Kamis, 03 Juli 2025

DITUNJUK, DIUTUS, DAN DIPERLENGKAPI

Usianya masih sangat belia ketika ia menjadi anggota Parlemen Inggris, 21 tahun! Seperti nasihat Paulus kepada Timotius, William Wilberforce tidak pernah menganggap usia yang muda sebagai alasan untuk menyuarakan kebenaran. Wilberforce yang terlahir dan dibesarkan dalam keluarga kaya tidak terlena dengan fasilitas milik orang tuanya. Buku-buku karya George Whitefield, seorang pendeta Inggris terkenal dan John Newton, mantan penjual budak yang memilih menjadi pendeta, Amazing Grace adalah karya yang merefleksikan perubahan radikal dalam hidup Newton telah begitu kuat berpengaruh dan menggelora dalam dada Wilberforce.

» Soal Singkat 1
Tuliskan kembali secara persis bagian teks tentang William Wilberforce, mulai dari "DITUNJUK, DIUTUS, DAN" sampai dengan "dalam dada Wilberforce.".
» Soal Singkat 2
Lanjutkan teks tentang William Wilberforce, dimulai setelah kalimat terakhirnya.
Catatan-catatan berikut tidak diperlukan.

» Cuplikan Catatan
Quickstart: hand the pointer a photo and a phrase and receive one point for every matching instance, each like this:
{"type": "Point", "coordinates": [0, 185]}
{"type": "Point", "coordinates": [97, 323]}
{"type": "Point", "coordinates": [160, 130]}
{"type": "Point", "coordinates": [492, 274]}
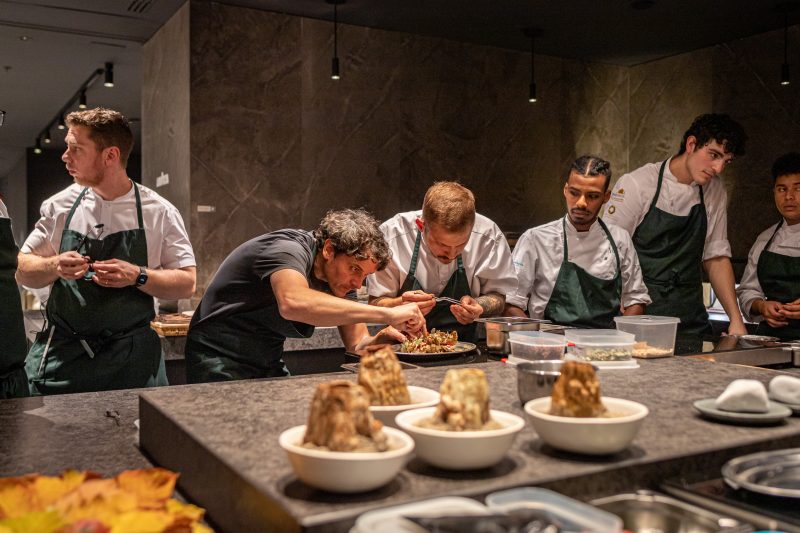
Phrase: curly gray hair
{"type": "Point", "coordinates": [354, 232]}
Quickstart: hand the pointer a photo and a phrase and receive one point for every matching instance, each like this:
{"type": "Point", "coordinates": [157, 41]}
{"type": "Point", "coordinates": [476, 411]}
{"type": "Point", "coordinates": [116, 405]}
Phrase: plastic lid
{"type": "Point", "coordinates": [646, 319]}
{"type": "Point", "coordinates": [574, 515]}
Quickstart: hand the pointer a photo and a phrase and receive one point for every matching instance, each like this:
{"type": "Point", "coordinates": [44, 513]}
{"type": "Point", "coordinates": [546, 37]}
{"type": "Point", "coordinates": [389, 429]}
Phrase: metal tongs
{"type": "Point", "coordinates": [447, 299]}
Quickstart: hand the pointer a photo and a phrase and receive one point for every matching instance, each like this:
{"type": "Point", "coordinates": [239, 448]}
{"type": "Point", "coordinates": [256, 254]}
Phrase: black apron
{"type": "Point", "coordinates": [581, 299]}
{"type": "Point", "coordinates": [98, 338]}
{"type": "Point", "coordinates": [231, 349]}
{"type": "Point", "coordinates": [13, 345]}
{"type": "Point", "coordinates": [779, 277]}
{"type": "Point", "coordinates": [440, 317]}
{"type": "Point", "coordinates": [670, 249]}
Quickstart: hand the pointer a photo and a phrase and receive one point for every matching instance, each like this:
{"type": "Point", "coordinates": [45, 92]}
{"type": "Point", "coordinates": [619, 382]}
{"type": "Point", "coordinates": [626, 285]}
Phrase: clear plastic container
{"type": "Point", "coordinates": [600, 345]}
{"type": "Point", "coordinates": [571, 515]}
{"type": "Point", "coordinates": [655, 335]}
{"type": "Point", "coordinates": [536, 345]}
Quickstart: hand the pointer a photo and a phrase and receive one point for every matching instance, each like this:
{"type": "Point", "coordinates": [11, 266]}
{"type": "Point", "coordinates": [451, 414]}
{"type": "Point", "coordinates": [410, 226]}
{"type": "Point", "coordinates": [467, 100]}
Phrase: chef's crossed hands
{"type": "Point", "coordinates": [468, 311]}
{"type": "Point", "coordinates": [114, 273]}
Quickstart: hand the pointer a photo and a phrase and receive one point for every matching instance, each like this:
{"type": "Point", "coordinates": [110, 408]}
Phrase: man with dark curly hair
{"type": "Point", "coordinates": [770, 290]}
{"type": "Point", "coordinates": [281, 285]}
{"type": "Point", "coordinates": [675, 211]}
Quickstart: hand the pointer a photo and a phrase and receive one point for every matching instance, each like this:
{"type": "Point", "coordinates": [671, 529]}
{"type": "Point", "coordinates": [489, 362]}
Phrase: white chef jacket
{"type": "Point", "coordinates": [168, 243]}
{"type": "Point", "coordinates": [486, 258]}
{"type": "Point", "coordinates": [786, 242]}
{"type": "Point", "coordinates": [539, 252]}
{"type": "Point", "coordinates": [632, 194]}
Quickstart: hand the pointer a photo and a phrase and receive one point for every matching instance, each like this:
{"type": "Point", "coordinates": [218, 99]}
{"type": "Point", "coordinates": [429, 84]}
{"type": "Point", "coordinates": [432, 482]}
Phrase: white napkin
{"type": "Point", "coordinates": [744, 396]}
{"type": "Point", "coordinates": [785, 389]}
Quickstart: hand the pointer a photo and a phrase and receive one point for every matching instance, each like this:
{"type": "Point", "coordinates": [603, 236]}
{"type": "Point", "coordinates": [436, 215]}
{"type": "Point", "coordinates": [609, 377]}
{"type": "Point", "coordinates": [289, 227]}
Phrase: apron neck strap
{"type": "Point", "coordinates": [412, 268]}
{"type": "Point", "coordinates": [766, 246]}
{"type": "Point", "coordinates": [138, 205]}
{"type": "Point", "coordinates": [74, 205]}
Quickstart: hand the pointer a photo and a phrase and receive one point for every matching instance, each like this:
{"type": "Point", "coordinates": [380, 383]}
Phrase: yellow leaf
{"type": "Point", "coordinates": [38, 522]}
{"type": "Point", "coordinates": [141, 522]}
{"type": "Point", "coordinates": [16, 501]}
{"type": "Point", "coordinates": [174, 507]}
{"type": "Point", "coordinates": [153, 486]}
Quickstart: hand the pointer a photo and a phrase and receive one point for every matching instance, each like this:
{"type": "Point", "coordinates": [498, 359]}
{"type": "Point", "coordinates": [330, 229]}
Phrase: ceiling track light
{"type": "Point", "coordinates": [335, 59]}
{"type": "Point", "coordinates": [109, 75]}
{"type": "Point", "coordinates": [80, 97]}
{"type": "Point", "coordinates": [532, 33]}
{"type": "Point", "coordinates": [786, 8]}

» Jawaban Tertulis 1
DITUNJUK, DIUTUS, DAN DIPERLENGKAPI

Usianya masih sangat belia ketika ia menjadi anggota Parlemen Inggris, 21 tahun! Seperti nasihat Paulus kepada Timotius, William Wilberforce tidak pernah menganggap usia yang muda sebagai alasan untuk menyuarakan kebenaran. Wilberforce yang terlahir dan dibesarkan dalam keluarga kaya tidak terlena dengan fasilitas milik orang tuanya. Buku-buku karya George Whitefield, seorang pendeta Inggris terkenal dan John Newton, mantan penjual budak yang memilih menjadi pendeta, Amazing Grace adalah karya yang merefleksikan perubahan radikal dalam hidup Newton telah begitu kuat berpengaruh dan menggelora dalam dada Wilberforce.

» Jawaban Tertulis 2
Wilberforce menjadi seorang Kristen yang taat dan berintegritas. Tekadnya bulat, menggunakan kekuasaannya sebagai anggota parlemen untuk memperjuangkan keadilan sosial. Pada 1789, ia mulai mengampanyekan penghapusan perdagangan budak di Inggris. Lihat, betapa kuatnya pengaruh John Newton dalam diri Wilberforce! Ia tidak sendiri, perjuangannya dibantu oleh Thomas Clarkson dan kelompok Clapham Sect, sebuah kelompok Kristen evangelical yang sangat peduli terhadap isu-isu sosial. Mungkin inilah cara mereka menerjemahkan perkataan Paulus, “Bertolong-tolonganlah kamu menanggung bebanmu! Demikianlah kamu menanggung hukum Kristus… Janganlah kita jemu-jemu berbuat baik, karena apabila sudah datang waktunya, kita akan menuai, jika kita tidak menyerah.” (Galatia 6:2,9).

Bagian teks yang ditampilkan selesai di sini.